WORK TO DO:
(a) In the offseason depth thread below, explain why Amareca expects other teams to agree to a sign-and-trade involving Casey Jacobsen and Jake Voshkul.
(b) Answer these questions from the offseason depth thread below:
(i) What three things does Amareca's first move send to the Bobcats?
(ii) In Possibility B, which four players does Amareca suggest signing with the remaining cap room?
(iii) In Amareca's last post, which two players are blamed for the team's earlier money situation?

SELECTED TEXT:
# Offseason Quest for Depth not Kobe?



## Amareca (Oct 21, 2002)

Here is a different offseason approach. In case Kobe is not available for us.

First move
Trade Jahidi White, Clevelands pick, 3M$ cash to the Bobcats.

Second move
Draft the BPA

3. Estimated caproom ~20M$.

Sign the draftpick. Cap ~18M$.

Re-sign McDyess. Cap ~16M$.

Sign Stromile Swift. Cap ~11M$.

Sign Jamal Crawford. Cap ~6M$

Now it is getting interessting.

Possibility A
We drafted Big
Sign Quentin Richardon or Brent Barry Cap~1M$

We should look at a sign and trade to involve Casey Jacobsen, Jake Voshkul. Teams should be interessted since they are servicable, good guys, young and with short contracts. So it is a good deal instead of getting nothing.

Sign Vujanic. Cap ~0

McDyess/Lampe/Draftpick
Amare/Swift
Marion/Zarko
JJ/QRich
Crawford/Barbosa/Vujanic

Q-Rich would esentially backup the 1,2,3. Because JJ slides to PG or SF if he plays with Richardson.
Swift would be backing up Amare and McDyess on most days.

Possibility B
We draft small. Esentially our draftpick would replace Quentin Richardson in that scenario.

And the remaining caproom should be used to sign Dampier, Camby, Okur or Blount.
For example the Warriors could be interessted in sign and trading Dampier for Voshkul and Jacobsen.

Dampier/McDyess/Lampe/
Amare/Swift
Marion/Zarko
JJ/JR Smith
Crawford/Barbosa/Vujanic

Either way we go from no depth to having a good bench with a few excellent backups.


----------



## MightyReds2020 (Jul 19, 2002)

Pretty good ideas but I doubt you can only get one of these FAs you coveted. Swift, Q Rich, Crawford are all RFAs and their teams likely will match if they signed a contract starting in the neigbourhood of 5M. Rather than losing these players and getting nothing in return they can always trade these players once the waiting period expired. Furthermore, teams like the Nuggets can offer Q Rich more money and a chance to start.

I think Dampier is that one guy you should keep an eye on if the Kobe-attempt failed. I am not sure how Dampier can fit in with this team but he is not a bad role-playing Cs, although his asking price could be a little high.


----------



## PhatDaddy3100 (Jun 16, 2002)

honestly, I dont think we should sign Kobe anyways, I think we should just keep the money, sign some good, veteran players, and just save the money for Amare and JJ.


----------



## Amareca (Oct 21, 2002)

We don't need to save money for Amare and JJ. We can go over the cap to keep them.


----------



## PhatDaddy3100 (Jun 16, 2002)

But then we will end up the in the same situation we were just in. Too much money and not enough money to go around.


----------



## MJG (Jun 29, 2003)

Assuming I'm reading it right, I don't think you could get Crawford, Swift, or Richardson for a contract starting at $5 million per season. I'm sure all three will be able to get slightly better offers elsewhere. If for some reason they couldn't, I have to imagine that their old teams would match any deal starting at $5 million.


----------



## Amareca (Oct 21, 2002)

Phatdaddy. We only were in this situation because Penny Hardaway and Tom Gugliotta were not even close to earning half of the money they made.

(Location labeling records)

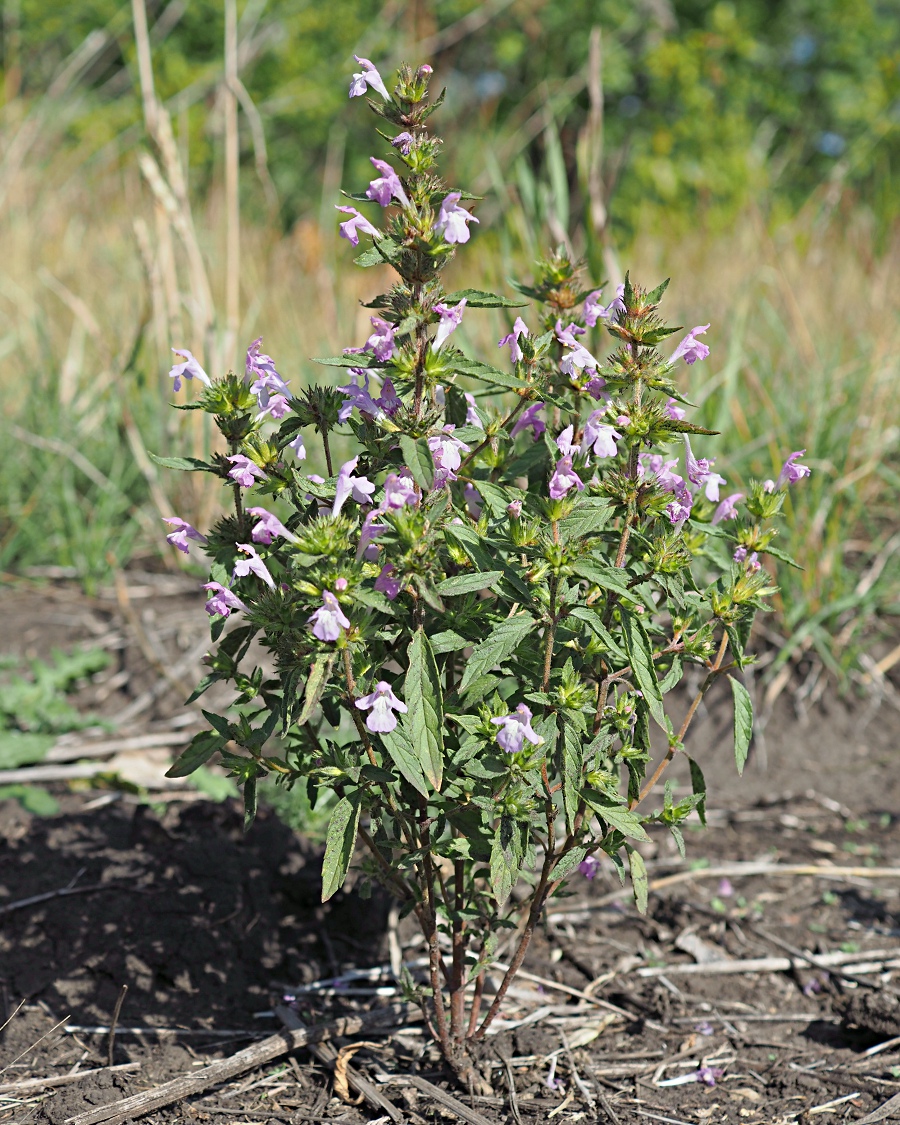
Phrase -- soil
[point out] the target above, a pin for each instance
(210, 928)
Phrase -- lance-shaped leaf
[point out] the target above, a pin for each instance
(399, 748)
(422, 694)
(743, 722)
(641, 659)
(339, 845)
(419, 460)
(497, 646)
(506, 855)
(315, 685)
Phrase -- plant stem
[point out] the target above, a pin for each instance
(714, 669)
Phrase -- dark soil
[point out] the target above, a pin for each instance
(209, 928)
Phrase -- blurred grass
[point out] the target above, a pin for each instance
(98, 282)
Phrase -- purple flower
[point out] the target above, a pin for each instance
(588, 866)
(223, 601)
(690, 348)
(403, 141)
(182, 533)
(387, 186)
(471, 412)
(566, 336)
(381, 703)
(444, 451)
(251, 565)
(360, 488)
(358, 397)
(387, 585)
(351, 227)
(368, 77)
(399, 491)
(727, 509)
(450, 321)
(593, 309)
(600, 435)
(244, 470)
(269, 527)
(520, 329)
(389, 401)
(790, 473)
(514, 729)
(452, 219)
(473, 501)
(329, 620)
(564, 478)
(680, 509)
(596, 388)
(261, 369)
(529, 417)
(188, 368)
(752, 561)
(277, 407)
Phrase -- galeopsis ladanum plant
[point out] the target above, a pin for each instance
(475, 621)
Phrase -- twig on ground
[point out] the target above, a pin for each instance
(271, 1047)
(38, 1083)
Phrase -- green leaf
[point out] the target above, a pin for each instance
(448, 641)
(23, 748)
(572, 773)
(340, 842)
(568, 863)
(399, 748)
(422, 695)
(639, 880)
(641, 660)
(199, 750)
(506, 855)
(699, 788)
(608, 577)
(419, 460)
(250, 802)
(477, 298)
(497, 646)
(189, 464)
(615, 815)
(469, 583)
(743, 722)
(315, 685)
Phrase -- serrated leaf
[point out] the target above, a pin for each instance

ANSWERS FOR THE EXERCISE:
(a) Amareca says the two players are serviceable, good guys, young and on short contracts. For a team losing a player, taking them in a sign-and-trade is a good deal compared with getting nothing.

(b)
(i) Jahidi White, Cleveland's pick and $3M in cash.
(ii) Dampier, Camby, Okur or Blount.
(iii) Penny Hardaway and Tom Gugliotta.